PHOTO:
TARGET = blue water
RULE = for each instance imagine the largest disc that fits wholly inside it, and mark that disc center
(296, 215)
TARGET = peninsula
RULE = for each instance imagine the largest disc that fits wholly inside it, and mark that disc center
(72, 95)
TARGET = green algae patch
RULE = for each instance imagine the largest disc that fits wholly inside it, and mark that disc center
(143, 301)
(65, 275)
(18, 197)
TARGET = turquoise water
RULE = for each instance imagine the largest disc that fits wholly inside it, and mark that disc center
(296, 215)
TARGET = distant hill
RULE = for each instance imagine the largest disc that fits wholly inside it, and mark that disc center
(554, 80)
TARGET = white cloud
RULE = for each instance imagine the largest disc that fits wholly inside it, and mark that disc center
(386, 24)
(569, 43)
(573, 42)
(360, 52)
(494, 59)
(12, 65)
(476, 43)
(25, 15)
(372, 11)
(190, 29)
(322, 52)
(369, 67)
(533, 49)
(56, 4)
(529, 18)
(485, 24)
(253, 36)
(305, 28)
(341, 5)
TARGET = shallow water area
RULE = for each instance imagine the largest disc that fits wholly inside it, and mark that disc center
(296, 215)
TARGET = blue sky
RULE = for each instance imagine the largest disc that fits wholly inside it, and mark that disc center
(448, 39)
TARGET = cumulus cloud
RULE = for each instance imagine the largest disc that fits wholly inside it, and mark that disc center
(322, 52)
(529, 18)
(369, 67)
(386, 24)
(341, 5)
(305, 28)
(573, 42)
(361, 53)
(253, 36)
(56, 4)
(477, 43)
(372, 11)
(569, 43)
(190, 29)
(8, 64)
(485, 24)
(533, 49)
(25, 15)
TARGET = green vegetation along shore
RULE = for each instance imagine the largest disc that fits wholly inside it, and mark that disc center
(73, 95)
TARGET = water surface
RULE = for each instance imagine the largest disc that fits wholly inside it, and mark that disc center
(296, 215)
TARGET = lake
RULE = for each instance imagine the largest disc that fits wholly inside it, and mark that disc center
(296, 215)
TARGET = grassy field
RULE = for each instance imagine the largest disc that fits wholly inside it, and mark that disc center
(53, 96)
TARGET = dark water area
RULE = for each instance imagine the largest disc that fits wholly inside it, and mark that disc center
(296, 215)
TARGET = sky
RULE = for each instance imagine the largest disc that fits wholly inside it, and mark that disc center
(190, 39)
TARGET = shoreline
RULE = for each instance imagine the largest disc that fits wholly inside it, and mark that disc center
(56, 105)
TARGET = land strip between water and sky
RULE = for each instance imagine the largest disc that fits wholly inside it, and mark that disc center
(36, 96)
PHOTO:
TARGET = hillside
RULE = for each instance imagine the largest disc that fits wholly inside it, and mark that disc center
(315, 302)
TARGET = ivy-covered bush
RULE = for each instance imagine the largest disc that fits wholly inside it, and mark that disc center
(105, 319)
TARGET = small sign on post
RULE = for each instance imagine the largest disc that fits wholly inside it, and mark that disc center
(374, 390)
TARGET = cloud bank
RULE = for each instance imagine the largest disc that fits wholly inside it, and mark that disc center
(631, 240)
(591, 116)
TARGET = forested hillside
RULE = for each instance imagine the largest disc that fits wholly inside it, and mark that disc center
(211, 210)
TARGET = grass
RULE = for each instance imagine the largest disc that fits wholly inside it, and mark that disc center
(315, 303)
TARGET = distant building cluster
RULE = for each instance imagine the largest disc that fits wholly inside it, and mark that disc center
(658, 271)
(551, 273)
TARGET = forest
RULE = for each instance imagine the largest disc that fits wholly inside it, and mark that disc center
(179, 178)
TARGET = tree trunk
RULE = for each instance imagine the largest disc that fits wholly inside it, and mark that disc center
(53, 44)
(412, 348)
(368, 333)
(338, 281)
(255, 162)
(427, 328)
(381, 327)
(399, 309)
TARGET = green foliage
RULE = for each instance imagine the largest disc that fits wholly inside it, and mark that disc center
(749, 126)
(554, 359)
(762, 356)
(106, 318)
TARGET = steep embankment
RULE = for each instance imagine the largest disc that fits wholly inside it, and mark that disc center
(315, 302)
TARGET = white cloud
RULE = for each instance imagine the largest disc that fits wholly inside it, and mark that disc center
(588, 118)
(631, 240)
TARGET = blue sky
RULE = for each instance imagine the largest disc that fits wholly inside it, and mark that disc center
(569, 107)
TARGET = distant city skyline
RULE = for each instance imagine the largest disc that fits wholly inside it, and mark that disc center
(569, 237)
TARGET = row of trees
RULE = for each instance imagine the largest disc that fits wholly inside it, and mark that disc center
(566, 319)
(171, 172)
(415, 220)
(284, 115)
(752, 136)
════
Set task => Only the lines from the one that contains "TARGET = ivy-covered bush" through the last line should be repeated, each exactly as it stands, with both ends included.

Result =>
TARGET = ivy-covered bush
RULE = for each instance imagine the largest disc that fits wholly inside it, and mark that disc center
(105, 319)
TARGET = small sign on post
RULE = for each instance imagine the largest disc that fits wholly inside it, and mark that disc center
(374, 390)
TARGET = cloud bank
RULE = for each instance imagine the largest disc that fits wholly inside it, and mark that disc center
(631, 240)
(591, 116)
TARGET = forested hillside
RULE = for each instance imagine the largest disc that fits wholly inside it, and mark that disc center
(211, 210)
TARGET = grass
RULE = for each instance imagine the largest disc that fits wholly inside it, and mark that disc center
(315, 303)
TARGET = distant building cluster
RULE = for each instance imagine the largest disc that fits wholly inside it, and mark that disc center
(658, 271)
(551, 273)
TARGET = forest
RULE = for each instance imagine the largest disc that fits wholly inside it, and mark that disc center
(179, 178)
TARGET = tree trunk
RULE = for each instance imagine the largest disc that fits wholly inside it, and mark that disc center
(53, 44)
(412, 348)
(368, 333)
(338, 281)
(255, 162)
(427, 328)
(381, 327)
(399, 309)
TARGET = green foliage
RULE = for each instance imagine the largest disc that fits wholly inside it, and mark that disc center
(749, 126)
(554, 359)
(762, 356)
(106, 318)
TARGET = steep embankment
RULE = for each instance imagine the largest disc that fits wholly inside it, and mark that disc center
(315, 302)
TARGET = white cloud
RULE = for each instance imagine the largest disc that fits wholly inside it, and mark that disc center
(588, 118)
(631, 240)
TARGET = blue sky
RULE = for each instance imagine the largest disc that fits wholly inside it, and mark that disc center
(569, 107)
TARGET = distant city skyline
RULE = for each instance imagine the largest disc that fits wholly inside it, and mark that disc center
(569, 237)
TARGET = row of trees
RULE = for each instance imagine the largest disc that fits wholly inside it, and mark that disc center
(566, 319)
(171, 172)
(415, 220)
(284, 115)
(752, 136)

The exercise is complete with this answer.